Collect every line of the rows below that contains the string "logo", treating uppercase and lowercase as distinct.

*** RECORDS FOR THIS TASK ***

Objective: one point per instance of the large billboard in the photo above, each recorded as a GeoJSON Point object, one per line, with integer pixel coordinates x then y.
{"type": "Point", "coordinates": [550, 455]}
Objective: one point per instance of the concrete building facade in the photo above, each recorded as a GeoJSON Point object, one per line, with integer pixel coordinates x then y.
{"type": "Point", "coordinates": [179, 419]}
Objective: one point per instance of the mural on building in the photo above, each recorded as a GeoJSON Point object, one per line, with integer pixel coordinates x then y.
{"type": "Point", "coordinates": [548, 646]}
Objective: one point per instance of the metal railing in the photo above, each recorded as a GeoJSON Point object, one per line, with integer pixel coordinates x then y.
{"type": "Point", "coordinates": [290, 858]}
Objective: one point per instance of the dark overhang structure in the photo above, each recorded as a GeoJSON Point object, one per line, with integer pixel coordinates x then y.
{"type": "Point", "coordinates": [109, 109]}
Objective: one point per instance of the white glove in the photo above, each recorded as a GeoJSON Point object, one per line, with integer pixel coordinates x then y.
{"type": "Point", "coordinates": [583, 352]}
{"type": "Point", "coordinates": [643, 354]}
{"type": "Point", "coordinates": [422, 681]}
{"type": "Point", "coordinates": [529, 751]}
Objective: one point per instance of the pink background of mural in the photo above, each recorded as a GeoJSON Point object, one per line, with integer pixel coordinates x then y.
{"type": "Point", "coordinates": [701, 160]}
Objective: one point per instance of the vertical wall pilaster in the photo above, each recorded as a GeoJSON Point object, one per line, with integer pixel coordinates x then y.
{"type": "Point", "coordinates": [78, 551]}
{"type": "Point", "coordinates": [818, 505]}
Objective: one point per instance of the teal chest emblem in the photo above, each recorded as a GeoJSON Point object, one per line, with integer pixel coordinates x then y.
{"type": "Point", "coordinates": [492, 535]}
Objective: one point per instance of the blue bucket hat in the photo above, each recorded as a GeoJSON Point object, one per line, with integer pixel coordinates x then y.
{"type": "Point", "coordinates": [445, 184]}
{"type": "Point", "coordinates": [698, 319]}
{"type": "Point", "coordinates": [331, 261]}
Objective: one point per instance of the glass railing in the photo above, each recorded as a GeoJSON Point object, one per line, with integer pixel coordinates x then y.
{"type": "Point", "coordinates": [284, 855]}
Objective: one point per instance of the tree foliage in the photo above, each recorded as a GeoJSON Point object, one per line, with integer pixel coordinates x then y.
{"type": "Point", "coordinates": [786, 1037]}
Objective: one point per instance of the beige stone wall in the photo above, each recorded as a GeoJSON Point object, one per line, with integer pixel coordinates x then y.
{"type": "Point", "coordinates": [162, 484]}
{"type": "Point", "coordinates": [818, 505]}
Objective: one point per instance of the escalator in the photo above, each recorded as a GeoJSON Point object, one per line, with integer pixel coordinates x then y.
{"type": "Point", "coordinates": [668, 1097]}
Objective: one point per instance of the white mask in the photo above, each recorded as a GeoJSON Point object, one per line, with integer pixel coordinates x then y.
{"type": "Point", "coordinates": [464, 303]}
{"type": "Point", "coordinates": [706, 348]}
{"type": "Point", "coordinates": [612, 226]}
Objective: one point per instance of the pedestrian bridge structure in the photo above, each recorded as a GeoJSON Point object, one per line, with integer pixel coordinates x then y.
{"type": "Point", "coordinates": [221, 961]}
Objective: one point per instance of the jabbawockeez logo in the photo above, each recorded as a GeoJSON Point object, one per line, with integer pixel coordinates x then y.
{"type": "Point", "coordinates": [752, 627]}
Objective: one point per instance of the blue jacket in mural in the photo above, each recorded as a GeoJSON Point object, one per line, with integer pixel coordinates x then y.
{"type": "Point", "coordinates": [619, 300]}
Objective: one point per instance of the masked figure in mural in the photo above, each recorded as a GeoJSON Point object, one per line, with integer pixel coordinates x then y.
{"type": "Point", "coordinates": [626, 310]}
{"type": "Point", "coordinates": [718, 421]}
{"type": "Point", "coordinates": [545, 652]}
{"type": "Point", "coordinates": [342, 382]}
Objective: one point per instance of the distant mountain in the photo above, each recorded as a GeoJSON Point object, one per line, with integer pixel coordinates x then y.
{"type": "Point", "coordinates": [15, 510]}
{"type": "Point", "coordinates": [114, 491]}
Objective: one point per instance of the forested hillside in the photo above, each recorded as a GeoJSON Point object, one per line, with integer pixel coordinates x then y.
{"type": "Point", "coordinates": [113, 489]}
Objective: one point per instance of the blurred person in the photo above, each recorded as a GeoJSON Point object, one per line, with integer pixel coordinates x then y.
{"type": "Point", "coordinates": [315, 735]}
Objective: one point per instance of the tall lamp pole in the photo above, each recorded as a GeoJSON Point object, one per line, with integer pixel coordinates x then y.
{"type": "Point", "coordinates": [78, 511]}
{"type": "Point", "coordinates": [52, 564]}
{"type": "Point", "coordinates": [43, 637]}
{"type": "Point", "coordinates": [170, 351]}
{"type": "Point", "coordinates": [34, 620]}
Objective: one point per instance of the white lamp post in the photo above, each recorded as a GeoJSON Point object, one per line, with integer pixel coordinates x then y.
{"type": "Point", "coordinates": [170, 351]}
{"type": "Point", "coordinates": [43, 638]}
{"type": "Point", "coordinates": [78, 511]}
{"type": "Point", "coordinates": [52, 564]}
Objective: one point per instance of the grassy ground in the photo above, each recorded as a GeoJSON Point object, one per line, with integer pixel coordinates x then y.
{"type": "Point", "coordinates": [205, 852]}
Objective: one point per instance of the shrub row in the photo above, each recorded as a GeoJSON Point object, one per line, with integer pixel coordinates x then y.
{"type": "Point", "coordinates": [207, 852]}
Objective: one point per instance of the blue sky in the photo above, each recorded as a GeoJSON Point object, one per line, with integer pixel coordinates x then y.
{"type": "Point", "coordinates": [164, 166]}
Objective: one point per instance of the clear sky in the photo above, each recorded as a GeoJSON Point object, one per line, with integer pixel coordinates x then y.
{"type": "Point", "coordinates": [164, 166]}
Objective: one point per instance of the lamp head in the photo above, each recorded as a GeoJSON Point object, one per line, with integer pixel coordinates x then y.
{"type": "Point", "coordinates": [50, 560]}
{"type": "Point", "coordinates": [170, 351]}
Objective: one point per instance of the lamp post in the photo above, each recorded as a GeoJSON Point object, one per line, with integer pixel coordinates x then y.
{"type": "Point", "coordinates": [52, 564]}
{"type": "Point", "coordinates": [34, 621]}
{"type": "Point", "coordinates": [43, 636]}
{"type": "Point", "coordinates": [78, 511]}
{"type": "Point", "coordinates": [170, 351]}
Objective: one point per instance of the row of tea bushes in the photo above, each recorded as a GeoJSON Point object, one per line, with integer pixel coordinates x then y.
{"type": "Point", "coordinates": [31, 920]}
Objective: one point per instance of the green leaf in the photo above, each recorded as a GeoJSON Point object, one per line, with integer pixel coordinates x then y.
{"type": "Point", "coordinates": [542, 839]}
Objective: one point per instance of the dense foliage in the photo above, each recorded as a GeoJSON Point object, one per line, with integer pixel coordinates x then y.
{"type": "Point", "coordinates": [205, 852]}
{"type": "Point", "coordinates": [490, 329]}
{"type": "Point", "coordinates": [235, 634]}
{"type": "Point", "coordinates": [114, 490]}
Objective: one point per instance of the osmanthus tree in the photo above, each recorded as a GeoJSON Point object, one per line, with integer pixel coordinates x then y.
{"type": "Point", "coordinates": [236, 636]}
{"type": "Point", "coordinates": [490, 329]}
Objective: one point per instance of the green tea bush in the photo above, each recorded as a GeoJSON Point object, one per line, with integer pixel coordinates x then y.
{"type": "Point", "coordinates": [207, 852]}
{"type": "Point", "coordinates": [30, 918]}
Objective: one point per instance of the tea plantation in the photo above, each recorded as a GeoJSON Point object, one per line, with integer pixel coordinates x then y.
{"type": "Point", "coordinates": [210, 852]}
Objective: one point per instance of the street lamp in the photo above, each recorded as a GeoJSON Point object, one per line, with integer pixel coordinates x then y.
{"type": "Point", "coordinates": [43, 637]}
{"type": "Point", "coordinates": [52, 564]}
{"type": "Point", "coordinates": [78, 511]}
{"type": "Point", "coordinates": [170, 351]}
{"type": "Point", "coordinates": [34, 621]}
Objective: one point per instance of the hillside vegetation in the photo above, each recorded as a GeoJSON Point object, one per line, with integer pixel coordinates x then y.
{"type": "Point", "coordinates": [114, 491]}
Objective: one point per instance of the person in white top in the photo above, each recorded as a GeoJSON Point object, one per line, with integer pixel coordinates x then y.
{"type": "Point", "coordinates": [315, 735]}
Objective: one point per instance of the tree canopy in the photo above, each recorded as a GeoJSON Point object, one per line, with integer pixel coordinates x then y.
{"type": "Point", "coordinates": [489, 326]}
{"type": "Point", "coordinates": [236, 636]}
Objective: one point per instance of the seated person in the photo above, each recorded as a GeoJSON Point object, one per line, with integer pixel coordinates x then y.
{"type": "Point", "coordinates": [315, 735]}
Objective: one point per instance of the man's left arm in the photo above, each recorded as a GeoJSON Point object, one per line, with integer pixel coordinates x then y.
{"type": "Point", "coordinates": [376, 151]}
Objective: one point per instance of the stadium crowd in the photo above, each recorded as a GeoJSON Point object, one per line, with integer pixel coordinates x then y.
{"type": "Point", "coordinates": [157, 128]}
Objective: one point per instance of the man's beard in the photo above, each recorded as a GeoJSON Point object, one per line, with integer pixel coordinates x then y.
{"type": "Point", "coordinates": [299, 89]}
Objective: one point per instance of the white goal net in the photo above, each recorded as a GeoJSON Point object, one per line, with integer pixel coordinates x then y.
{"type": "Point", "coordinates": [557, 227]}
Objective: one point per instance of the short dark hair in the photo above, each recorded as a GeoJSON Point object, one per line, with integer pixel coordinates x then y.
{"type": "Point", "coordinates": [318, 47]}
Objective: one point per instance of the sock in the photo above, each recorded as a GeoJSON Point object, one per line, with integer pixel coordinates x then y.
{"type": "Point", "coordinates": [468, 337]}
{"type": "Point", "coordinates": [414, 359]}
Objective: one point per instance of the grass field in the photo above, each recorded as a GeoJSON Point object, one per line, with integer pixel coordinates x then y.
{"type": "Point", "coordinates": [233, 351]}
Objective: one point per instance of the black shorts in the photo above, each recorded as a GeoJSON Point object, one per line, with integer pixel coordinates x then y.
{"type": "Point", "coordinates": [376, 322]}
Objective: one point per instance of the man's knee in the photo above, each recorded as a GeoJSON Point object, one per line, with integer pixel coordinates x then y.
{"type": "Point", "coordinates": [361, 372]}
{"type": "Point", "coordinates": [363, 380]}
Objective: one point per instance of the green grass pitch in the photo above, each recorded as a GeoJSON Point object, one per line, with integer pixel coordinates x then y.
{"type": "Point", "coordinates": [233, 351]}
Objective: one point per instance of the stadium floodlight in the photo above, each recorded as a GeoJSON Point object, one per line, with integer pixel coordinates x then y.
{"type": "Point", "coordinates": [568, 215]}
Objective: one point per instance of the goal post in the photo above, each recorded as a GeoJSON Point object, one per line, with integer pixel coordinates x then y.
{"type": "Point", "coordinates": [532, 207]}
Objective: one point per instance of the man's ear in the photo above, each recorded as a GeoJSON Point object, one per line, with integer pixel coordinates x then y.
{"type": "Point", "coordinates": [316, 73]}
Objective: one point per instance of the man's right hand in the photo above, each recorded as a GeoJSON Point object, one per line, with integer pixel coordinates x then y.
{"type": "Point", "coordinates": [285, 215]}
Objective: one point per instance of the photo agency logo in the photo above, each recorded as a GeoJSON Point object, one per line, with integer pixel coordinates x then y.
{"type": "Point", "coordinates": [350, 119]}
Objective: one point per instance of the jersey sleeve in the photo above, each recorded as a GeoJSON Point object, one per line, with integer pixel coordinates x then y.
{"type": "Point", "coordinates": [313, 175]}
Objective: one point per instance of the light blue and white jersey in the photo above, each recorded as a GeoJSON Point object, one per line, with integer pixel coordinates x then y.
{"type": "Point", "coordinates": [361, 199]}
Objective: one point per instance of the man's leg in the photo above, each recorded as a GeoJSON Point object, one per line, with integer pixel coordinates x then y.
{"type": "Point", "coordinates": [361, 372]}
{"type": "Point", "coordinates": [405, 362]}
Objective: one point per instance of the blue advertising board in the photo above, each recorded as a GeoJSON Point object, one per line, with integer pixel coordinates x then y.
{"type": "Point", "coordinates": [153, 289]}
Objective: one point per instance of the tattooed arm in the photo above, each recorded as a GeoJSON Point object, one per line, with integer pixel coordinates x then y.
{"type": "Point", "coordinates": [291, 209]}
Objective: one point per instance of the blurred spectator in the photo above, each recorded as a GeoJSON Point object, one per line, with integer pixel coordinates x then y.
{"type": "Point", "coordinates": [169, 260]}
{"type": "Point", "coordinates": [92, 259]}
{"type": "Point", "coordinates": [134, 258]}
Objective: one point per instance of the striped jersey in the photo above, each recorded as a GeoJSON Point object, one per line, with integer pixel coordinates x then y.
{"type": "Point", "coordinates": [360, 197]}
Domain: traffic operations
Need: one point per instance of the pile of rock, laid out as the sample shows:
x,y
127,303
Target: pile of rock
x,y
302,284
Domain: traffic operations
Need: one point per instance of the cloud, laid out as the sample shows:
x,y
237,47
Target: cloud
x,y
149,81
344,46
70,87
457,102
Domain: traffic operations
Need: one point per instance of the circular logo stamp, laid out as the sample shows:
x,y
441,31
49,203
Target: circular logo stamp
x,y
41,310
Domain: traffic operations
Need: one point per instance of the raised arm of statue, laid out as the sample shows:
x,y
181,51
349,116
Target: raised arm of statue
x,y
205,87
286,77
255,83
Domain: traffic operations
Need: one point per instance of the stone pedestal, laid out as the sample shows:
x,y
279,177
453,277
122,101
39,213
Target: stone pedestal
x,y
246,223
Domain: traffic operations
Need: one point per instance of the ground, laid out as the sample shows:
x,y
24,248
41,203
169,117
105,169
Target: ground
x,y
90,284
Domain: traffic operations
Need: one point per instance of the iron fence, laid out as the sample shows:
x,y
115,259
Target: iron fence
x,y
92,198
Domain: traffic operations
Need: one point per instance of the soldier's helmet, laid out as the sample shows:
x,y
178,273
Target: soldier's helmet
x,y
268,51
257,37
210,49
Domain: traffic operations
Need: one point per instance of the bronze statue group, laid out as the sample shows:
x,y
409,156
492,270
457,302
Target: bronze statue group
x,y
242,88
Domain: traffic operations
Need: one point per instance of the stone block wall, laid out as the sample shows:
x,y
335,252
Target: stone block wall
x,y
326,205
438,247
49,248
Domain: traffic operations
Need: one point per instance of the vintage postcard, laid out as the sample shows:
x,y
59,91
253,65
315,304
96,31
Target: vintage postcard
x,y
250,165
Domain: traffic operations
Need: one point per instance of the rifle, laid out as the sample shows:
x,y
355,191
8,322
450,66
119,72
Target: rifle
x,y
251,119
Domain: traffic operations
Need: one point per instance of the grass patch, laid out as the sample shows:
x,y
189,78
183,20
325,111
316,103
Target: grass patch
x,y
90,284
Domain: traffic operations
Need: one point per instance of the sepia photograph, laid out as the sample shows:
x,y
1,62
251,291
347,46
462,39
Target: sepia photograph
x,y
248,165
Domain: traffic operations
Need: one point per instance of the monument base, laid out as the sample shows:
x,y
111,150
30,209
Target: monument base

***

▶ **EXERCISE RESPONSE**:
Objective: one point per instance of the jabbawockeez logo in the photo above, each recorded as a GeoJSON Point object, one per line, with integer pixel coordinates x then y.
Objective: one point per instance of the photo agency logo in the photo above, each recorded as a GeoJSON Point object, one per line, with integer pixel coordinates x then y.
Need: one point per instance of the circular logo stamp, laid out as the sample shows:
Target: circular logo stamp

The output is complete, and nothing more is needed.